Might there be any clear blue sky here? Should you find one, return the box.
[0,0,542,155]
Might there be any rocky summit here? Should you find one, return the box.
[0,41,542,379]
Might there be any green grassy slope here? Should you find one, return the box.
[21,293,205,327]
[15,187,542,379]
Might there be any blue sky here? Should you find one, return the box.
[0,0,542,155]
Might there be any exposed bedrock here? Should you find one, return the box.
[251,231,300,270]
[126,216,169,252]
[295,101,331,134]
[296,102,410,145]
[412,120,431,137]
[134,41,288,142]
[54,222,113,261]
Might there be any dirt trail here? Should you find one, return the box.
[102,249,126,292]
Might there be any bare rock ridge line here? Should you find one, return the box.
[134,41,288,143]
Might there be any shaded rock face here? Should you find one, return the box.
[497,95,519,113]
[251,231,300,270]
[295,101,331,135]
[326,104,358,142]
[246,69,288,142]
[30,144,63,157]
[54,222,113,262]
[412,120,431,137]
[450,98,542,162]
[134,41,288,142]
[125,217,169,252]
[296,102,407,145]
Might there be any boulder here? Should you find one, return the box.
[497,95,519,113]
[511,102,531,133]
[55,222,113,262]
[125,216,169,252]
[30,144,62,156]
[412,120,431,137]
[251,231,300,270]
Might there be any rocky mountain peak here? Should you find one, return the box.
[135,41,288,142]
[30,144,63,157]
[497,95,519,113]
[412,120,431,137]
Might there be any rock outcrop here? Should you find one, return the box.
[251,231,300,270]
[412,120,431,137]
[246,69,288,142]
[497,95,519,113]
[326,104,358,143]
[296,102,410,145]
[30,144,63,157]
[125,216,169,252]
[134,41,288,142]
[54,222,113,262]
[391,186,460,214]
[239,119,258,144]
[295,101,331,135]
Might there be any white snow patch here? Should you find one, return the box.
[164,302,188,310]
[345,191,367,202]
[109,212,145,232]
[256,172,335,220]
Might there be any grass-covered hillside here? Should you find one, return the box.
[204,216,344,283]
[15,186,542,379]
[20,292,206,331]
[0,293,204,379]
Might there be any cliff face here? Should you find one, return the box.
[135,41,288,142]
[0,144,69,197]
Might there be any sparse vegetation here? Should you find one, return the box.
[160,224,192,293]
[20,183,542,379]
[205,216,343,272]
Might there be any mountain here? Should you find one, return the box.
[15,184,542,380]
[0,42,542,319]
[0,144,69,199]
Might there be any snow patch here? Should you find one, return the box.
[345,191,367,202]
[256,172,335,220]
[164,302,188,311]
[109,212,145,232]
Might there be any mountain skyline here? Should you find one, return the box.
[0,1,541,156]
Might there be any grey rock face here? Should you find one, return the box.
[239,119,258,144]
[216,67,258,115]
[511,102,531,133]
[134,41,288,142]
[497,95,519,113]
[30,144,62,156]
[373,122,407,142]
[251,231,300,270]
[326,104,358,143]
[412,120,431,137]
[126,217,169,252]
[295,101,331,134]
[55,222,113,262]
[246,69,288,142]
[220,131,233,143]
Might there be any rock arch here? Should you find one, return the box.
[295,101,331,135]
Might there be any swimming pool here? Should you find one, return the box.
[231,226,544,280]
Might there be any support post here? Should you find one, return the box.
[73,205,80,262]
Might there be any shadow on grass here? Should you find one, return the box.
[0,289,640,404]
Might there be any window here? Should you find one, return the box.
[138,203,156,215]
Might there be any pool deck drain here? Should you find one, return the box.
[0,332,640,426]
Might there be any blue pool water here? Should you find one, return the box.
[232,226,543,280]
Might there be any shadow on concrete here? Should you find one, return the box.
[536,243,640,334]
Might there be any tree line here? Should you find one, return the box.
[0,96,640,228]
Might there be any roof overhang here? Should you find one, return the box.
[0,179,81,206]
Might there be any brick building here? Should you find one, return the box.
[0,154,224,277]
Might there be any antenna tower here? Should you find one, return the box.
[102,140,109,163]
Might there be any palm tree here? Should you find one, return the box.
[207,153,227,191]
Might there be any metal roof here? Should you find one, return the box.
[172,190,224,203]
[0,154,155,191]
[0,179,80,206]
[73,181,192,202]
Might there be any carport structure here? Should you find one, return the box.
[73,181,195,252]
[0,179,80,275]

◇ ◇ ◇ ◇

TO BE DONE: Convert all the records above into a two-column CSV with the header row text,answer, one row per record. Put each record's wording and its answer in one quoted field each, replacing any line breaks with spaces.

SOLUTION TO THE PROBLEM:
text,answer
"Might there be any clear blue sky here? Should you find one, return the box.","[0,0,542,155]"
"Might there be any rocky summit here? Should you find one, return the box.","[0,41,542,379]"
"Might there be any green grassy slope here? Should you find one, return the box.","[21,293,205,327] [15,187,542,379]"
"Might there be any blue sky here? Should you find one, return the box.","[0,0,542,155]"
"Might there be any exposed bedrock here? Should you find one, return the box.","[251,231,300,270] [126,216,169,252] [295,101,331,134] [296,102,410,145] [412,120,431,137] [134,41,288,142] [54,222,113,261]"
"Might there be any dirt trail here? Should you find one, return the box.","[102,249,126,292]"
"Might there be any bare rock ridge line here? Should you find one, return the box.","[134,41,288,143]"
"Might there be any shaded rock face here? Should you find one, return the box.","[497,95,519,113] [251,231,300,270] [295,101,331,135] [326,104,358,142] [246,69,288,142] [30,144,63,157] [54,222,113,262] [412,120,431,137] [450,98,542,162] [134,41,288,142] [125,217,169,252] [296,102,407,145]"
"Might there be any boulder here? Should you find one, return the box.","[497,95,519,113] [511,102,531,133] [55,222,113,262] [125,216,169,252] [30,144,62,156] [412,120,431,137] [251,231,300,270]"
"Might there be any rocky mountain peak here? Should you find one, return the box.","[135,41,288,142] [30,144,63,157] [497,95,519,113] [412,120,431,137]"
"Might there be any rock outcrop here? Should you find one, return the box.","[251,231,300,270] [412,120,431,137] [246,69,288,142] [497,95,519,113] [326,104,358,143] [296,102,410,145] [30,144,63,157] [125,216,169,252] [134,41,288,142] [54,222,113,262] [391,186,460,214] [239,119,258,144] [295,101,331,135]"
"Might there be any white snow patch here? Should you find one, return the box.","[164,302,188,310] [345,191,367,202] [109,212,145,232] [256,172,335,220]"
"Might there be any grass-covered hillside here? Should you find one, return the box.","[204,216,344,283] [15,186,542,379] [20,292,206,331] [0,293,204,379]"
"Might there be any cliff face here? Should you find one, return the box.","[135,41,288,142] [0,144,69,197]"
"Might there be any sparse vegetation here? Should you find one, return the box.","[160,224,192,293] [20,183,542,379] [205,216,343,272]"
"Might there be any mountain here? Should you find one, return the box.","[15,184,542,380] [0,42,542,319] [0,144,69,199]"
"Might there be any snow patch here? Should you find one, return the box.","[345,191,367,202] [256,172,335,220] [164,302,188,311] [109,212,145,232]"
"Might there be any mountain skyline here? Should you find one, return the box.","[0,1,541,156]"
"Might there be any grey rock face here? Should you find one, return the box.","[239,119,258,144] [216,67,258,115] [511,102,531,133] [134,41,288,142] [497,95,519,113] [30,144,62,156] [373,122,407,142] [251,231,300,270] [326,104,358,143] [412,120,431,137] [126,217,169,252] [295,101,331,134] [55,222,113,262] [246,69,288,142] [220,131,233,143]"
"Might there be any rock arch here? Should you find one, return the box.","[295,101,331,135]"
"Might there be any swimming pool here? Should you find one, return the box.","[231,226,544,280]"
"Might there be any support post here? Should you find one, return the box.","[73,205,80,262]"
"Might there be any shadow on grass here? Should you find one, return the box.","[0,289,640,404]"
"Might there be any window here? Should you find one, return the box.","[138,203,156,215]"
"Might there be any pool deck drain here? Should you find one, return the box.","[0,332,640,426]"
"Might there be any blue pool water here? Should you find one, return the box.","[232,226,543,280]"
"Might there be any shadow on concrete here? Should you find one, return the box.","[536,243,640,334]"
"Might there be any tree line here? Should you find one, return the box.","[0,96,640,228]"
"Might there be any roof overhang here? Should you find one, return the box.","[0,179,81,206]"
"Might there be any brick building here? Should you find one, return the box.","[0,154,224,277]"
"Might there be any antenna tower here? Should you find one, return the box.","[102,140,109,163]"
"Might there be any palm tree here? Should you find one, return the box.","[207,153,227,191]"
"Might there be any metal roof here? Should you find one, return the box.","[172,190,224,203] [0,154,155,191] [0,179,80,206] [73,181,192,202]"
"Might there be any carport structure here? Should you find one, return the box.","[73,181,195,252] [0,179,80,275]"